* _OBJECTIVES_:
(1) According to the Cauterets travel account, what had driven everyone out of the large towns?
(2) Write a continuation of the Cauterets travel account, picking up after its final sentence.

* _SOURCE_:

We put up at the hotel of old Madame Lapierre, who is an original in her way. Some fifty years ago (I suppose) she kept a little auberge at Cauterets, when Cauterets was scarcely heard of. She has grown, into opulence as it has grown in fame and size, and now is one of the richest persons of the place. But still little Madame Lapierre retains all her old habits: six days of the week, trots about the kitchen in her original dirt, peeps into the saucepans, counts the onions, and scolds the servants, and the seventh puts on a clean muslin cap, and brings in one of the dishes herself, to show how fine she is. Withal she really is a very good old soul, civil, kind, and obliging; the only thing is, that there is no understanding a word that she says, for speaking patois sixty or seventy years has broken all the teeth out of her head, and spoilt her articulation.

Cauterets was as full as it could be. The violent hot weather had driven all the world out of large towns, and health, pleasure, curiosity, and fashion brought them all to the Pyrenees. Truly, truly, they could not have chosen a sweeter spot; grandeur and beauty become so familiar to the eye, that all the rest of the world does indeed look "stale, flat, and unprofitable." Besides, there are a thousand little lovely nooks unhackneyed by itineraries, which one is constantly finding out for one's self. I hate itineraries, they are a sort of Newgate Calendar, a record of all the common tours which have been executed for the last century. The Pyrenees have been but little tourified, or if they have I knew nothing about it, which came to the same thing.

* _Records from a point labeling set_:
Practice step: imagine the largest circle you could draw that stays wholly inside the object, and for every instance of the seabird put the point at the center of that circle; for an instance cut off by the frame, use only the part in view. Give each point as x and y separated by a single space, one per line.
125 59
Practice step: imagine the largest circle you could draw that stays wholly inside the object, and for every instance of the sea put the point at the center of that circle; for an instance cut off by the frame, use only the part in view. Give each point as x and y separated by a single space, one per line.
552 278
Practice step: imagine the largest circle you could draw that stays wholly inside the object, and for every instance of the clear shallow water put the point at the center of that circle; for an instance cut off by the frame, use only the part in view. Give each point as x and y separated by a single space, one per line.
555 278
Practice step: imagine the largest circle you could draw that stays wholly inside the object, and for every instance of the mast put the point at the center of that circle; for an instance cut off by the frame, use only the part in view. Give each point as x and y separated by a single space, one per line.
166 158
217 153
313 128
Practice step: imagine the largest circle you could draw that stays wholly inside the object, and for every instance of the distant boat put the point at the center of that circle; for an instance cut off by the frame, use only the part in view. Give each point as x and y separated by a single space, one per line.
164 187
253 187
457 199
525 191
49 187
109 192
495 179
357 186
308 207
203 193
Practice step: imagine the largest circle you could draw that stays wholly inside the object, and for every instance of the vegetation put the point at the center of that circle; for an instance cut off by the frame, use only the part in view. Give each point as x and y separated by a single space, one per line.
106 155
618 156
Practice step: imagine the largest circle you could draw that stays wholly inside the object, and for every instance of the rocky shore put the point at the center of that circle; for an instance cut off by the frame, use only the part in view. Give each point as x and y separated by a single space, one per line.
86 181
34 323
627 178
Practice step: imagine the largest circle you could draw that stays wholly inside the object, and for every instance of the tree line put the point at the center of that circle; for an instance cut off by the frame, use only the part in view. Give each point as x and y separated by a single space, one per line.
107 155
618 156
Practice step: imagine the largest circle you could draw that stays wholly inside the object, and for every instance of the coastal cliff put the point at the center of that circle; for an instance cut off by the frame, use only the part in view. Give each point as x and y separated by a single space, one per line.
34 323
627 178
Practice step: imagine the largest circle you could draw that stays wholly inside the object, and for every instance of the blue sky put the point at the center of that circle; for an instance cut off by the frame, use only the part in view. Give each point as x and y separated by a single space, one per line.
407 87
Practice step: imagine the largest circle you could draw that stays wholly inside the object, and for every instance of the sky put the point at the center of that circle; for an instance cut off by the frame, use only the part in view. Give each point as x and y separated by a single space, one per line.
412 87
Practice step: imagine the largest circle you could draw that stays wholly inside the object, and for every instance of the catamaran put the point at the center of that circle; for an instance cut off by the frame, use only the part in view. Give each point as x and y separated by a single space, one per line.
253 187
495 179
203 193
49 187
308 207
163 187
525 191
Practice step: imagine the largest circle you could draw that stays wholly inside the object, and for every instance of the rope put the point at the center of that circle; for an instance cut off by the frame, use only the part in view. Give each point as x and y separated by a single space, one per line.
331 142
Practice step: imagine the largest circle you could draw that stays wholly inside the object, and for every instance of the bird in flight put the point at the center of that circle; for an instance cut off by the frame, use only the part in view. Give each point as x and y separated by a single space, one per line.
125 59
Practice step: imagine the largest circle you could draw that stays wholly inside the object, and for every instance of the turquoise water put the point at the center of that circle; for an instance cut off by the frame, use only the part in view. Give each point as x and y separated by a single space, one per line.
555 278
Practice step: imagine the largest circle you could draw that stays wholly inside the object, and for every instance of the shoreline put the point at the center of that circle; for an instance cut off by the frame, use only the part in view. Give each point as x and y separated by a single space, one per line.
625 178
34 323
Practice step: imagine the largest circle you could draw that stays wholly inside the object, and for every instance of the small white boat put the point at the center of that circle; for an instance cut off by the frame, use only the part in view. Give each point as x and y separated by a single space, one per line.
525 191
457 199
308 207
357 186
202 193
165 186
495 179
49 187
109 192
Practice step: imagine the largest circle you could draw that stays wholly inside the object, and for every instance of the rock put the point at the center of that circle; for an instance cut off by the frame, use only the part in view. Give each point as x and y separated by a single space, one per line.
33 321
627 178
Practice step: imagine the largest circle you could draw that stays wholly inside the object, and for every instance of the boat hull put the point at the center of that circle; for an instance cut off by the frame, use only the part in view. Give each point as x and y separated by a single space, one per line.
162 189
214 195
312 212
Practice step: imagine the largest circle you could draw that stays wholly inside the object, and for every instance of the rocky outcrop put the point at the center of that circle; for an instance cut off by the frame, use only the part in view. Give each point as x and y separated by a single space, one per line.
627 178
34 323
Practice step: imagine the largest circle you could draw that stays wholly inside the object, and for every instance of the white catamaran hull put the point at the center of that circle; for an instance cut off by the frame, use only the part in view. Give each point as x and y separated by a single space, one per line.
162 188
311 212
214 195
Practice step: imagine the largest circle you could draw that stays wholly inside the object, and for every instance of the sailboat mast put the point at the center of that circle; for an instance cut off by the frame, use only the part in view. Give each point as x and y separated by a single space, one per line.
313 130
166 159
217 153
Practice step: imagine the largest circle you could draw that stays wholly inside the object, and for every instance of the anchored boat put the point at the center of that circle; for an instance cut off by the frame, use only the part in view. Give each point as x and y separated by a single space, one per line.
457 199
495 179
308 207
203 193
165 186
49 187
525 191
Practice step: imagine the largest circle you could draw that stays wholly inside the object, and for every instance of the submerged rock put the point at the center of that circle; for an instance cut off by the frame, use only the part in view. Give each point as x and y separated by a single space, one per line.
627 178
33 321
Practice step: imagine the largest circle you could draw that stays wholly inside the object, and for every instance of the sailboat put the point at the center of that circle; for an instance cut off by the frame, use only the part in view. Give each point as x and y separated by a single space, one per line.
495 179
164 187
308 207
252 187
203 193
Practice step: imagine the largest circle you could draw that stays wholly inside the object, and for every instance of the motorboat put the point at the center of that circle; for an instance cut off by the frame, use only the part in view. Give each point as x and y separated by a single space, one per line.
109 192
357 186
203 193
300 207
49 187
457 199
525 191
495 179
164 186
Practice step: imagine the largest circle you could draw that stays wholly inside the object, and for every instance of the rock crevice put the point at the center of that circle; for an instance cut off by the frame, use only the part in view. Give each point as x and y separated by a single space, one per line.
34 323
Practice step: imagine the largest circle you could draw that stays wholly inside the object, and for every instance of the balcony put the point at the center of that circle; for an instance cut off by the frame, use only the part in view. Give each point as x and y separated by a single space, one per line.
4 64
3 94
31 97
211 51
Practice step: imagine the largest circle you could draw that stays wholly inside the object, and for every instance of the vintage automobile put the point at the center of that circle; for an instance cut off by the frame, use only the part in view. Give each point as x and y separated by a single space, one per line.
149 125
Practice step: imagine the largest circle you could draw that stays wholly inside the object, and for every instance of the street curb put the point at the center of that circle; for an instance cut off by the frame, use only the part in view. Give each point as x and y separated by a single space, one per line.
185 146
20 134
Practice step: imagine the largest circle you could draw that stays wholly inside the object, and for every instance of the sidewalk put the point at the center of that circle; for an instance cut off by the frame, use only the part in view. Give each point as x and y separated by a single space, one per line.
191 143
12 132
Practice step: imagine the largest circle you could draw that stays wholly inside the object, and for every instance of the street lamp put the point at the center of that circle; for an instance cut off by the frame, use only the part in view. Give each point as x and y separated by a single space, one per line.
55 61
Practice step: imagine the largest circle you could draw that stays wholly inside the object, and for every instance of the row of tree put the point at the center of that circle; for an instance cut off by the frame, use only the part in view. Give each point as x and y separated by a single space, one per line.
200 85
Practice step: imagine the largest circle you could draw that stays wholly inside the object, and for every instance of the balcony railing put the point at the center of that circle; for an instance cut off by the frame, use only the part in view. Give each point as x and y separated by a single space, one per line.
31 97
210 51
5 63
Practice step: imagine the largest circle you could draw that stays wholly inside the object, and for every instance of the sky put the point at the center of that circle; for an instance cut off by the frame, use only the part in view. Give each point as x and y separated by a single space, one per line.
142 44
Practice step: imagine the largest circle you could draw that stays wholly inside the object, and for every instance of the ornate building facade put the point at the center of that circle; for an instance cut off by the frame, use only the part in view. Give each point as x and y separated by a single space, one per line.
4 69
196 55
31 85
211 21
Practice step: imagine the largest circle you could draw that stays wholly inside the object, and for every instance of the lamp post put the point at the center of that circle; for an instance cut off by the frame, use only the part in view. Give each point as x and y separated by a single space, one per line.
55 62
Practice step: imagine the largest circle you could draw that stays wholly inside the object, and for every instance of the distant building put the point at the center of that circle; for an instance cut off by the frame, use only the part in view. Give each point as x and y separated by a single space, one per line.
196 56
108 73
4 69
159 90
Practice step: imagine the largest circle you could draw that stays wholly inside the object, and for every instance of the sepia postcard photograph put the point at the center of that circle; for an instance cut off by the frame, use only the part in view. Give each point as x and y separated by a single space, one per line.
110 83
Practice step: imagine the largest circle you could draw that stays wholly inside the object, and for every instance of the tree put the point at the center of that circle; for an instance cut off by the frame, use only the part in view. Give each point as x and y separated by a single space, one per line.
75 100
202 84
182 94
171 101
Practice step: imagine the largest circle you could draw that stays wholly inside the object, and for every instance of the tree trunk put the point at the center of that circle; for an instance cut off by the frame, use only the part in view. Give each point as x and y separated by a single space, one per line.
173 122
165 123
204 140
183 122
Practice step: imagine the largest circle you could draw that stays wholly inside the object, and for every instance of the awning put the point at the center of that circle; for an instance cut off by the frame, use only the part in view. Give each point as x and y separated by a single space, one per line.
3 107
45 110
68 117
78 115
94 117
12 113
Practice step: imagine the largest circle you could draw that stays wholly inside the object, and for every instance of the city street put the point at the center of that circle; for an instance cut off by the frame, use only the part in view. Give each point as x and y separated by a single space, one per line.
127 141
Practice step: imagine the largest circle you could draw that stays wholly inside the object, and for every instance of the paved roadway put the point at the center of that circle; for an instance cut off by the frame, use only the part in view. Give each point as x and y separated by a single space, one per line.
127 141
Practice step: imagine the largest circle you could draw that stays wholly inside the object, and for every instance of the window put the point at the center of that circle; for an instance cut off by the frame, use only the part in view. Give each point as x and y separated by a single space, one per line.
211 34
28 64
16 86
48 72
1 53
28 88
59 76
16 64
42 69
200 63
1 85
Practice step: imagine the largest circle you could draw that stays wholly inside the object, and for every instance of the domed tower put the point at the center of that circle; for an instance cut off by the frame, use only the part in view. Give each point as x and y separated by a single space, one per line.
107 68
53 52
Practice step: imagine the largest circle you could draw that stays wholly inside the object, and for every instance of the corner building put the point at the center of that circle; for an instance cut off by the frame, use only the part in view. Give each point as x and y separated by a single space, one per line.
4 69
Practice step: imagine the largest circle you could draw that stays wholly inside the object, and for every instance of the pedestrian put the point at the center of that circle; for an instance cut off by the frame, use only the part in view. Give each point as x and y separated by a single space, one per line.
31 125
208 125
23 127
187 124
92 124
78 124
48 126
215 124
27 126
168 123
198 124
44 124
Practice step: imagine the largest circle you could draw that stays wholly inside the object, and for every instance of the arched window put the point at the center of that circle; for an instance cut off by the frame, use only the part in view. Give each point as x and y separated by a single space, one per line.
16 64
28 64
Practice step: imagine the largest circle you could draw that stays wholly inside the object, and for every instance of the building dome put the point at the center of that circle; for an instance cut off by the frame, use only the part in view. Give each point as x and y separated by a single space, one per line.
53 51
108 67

* _ANSWERS PROVIDED_:
(1) The violent hot weather.

(2)
There is a great difference between the Alps and the Pyrenees; the Alps are a country of mountains, the Pyrenees a chain. In Switzerland one is obliged to go to seek mountains: in the Pyrenees they start forward upon one; all that is beautiful and sublime is near at hand, and nature seems fond of changing from one form of grandeur to another.

Cauterets is surrounded on every side by majestic hills, and the walk to each of the sulphureous springs, of which there are several, displays new beauties at every step. That called La Raillère is the most frequented, and beyond it is a rich woody scene, dim and still, with the river divided into three or four streams, breaking over a high crag, and then foaming on under a small bridge of planks, which leads across from one rock to another. To the left lies a beautiful valley, to which we made an excursion with all the gay folks of the place. The ladies were carried in machines called chaises à porteurs, consisting simply of chairs fixed on poles and covered in with oil-cloth on all sides but one; these are carried between two men, whose dexterity is wonderful, bearing their burden up steep rocks, and over broken crags which seem quite impassable. Altogether they are not ugly in a landscape, and as we pedestrians stood upon the top of the hill and watched two-and-twenty of them following more slowly up the winding ascent, it had a very curious and pleasing effect. The pleasure of our party, however, was soon spoiled by a heavy rain, which came on and drove us back towards the town. Unfortunately, this is too frequent an occurrence in mountainous countries, and though the Pyrenees are less subject to it than many other places, they still are by no means exempt.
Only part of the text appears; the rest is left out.